**Exercise details**
Reproduce the part of the passage on scarring alopecia that starts with "Taking a Holistic" and goes on through "healthy hair follicles.", word for word.

**Reading passage**
Management of scarring alopecias often includes one or several of the listed treatment options in an effort to slow the progression of hair loss and bring inflammation under control.
If the loss of hair is already permanent and noticeable, there are also a variety of cosmetic treatment options available, including scalp micropigmentation or surgical treatment options such as scalp reduction surgery and hair transplantation surgery.
Taking a Holistic Approach to Managing Scarring Alopecia
In addition to diagnosing and treating the underlying causes of scarring alopecia, there are other ways to support your body in maintaining a healthy scalp and healthy hair follicles.
A varied diet full of fruits, vegetables, whole grains, proteins and healthy fats has been shown to have benefits not just for general health but for your follicles, too. The role of diet in helping reduce the effects of scarring alopecia is still being explored, but researchers are hopeful that anti-inflammatory foods, like anti-inflammatory medications, may help prevent chronic scalp inflammation.
“New evidence-based recommendations suggest that micronutrients, including specific vitamins and minerals, have shown promising results,” Dr. Kazlouskaya said. “Vitamin D has shown to help regulate the immune response, and it is also crucial in protecting the hair follicles from an autoimmune attack.”

**Provided records**
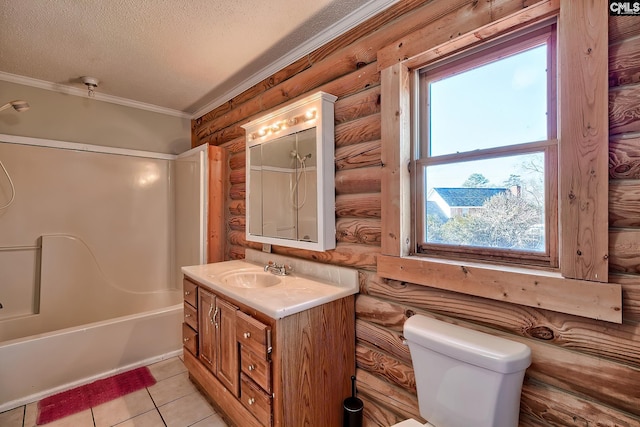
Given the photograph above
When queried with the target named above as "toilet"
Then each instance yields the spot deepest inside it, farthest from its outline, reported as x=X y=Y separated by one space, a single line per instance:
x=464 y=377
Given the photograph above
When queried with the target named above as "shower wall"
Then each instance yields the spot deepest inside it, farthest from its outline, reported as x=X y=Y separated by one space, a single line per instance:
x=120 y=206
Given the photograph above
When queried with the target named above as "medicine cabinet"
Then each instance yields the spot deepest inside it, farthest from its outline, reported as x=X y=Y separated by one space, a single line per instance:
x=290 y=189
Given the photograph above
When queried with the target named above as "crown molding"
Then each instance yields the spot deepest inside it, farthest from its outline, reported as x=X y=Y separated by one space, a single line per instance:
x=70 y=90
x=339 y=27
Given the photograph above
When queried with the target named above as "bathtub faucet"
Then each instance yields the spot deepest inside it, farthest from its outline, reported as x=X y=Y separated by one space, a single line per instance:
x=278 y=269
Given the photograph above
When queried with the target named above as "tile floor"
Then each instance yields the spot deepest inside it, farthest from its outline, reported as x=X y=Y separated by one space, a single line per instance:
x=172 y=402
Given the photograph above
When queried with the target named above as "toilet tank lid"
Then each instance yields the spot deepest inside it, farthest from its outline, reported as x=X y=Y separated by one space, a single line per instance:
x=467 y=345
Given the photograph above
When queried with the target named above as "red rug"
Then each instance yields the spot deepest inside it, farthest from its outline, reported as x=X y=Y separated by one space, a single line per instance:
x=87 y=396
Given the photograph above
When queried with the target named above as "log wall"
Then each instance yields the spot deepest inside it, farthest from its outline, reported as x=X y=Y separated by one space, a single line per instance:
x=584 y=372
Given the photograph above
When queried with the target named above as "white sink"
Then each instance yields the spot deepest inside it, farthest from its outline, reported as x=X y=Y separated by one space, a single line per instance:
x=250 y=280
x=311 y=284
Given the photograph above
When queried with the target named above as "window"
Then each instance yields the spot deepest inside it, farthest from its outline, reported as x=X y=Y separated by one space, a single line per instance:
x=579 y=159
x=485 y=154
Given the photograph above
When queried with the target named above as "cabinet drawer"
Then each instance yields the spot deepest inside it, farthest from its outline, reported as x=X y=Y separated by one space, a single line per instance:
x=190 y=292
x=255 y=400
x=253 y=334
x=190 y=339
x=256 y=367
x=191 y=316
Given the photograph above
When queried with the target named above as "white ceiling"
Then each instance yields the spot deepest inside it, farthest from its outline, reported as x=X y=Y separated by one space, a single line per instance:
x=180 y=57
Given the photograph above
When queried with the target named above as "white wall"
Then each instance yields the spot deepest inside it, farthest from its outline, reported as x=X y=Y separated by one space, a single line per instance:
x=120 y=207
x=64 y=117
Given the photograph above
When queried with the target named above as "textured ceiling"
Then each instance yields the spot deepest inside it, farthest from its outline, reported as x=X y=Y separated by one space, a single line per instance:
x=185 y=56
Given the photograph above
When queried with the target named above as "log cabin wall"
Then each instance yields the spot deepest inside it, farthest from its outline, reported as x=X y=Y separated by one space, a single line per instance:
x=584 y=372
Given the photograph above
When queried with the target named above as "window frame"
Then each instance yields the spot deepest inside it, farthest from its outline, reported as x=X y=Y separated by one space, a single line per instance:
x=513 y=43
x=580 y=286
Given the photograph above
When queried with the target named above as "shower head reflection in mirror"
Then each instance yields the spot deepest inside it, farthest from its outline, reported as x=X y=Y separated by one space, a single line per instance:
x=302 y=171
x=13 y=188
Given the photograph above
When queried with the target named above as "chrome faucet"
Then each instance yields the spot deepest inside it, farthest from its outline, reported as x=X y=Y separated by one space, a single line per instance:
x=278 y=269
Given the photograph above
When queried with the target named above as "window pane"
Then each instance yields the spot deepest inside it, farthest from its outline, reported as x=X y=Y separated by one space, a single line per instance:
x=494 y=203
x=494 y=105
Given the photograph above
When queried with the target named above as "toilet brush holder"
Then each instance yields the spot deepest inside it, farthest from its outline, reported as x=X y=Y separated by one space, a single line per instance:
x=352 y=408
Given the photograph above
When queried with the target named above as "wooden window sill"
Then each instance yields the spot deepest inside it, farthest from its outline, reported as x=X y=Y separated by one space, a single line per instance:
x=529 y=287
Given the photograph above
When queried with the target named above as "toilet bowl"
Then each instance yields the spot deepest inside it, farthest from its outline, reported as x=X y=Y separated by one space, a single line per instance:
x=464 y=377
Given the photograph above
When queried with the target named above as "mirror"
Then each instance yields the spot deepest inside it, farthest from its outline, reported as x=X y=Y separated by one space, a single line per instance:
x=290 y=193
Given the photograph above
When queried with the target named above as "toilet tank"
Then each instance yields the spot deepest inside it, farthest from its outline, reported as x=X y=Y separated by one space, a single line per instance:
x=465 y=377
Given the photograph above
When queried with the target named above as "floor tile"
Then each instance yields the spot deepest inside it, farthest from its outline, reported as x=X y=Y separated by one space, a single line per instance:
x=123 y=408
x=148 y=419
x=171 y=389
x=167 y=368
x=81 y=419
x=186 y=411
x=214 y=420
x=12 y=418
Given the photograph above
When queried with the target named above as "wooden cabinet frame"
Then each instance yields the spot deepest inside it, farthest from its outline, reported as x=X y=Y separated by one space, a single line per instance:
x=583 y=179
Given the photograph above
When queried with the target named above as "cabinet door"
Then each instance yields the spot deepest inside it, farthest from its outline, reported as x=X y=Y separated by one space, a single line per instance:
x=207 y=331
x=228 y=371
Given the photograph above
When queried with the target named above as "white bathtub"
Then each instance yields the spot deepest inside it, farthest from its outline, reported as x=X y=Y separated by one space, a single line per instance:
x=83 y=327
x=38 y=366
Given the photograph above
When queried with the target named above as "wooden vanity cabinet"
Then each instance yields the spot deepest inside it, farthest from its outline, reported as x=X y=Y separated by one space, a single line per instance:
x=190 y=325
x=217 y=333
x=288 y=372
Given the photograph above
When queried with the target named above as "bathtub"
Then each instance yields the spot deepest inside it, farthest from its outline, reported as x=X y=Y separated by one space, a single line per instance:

**Task answer**
Taking a Holistic Approach to Managing Scarring Alopecia
In addition to diagnosing and treating the underlying causes of scarring alopecia, there are other ways to support your body in maintaining a healthy scalp and healthy hair follicles.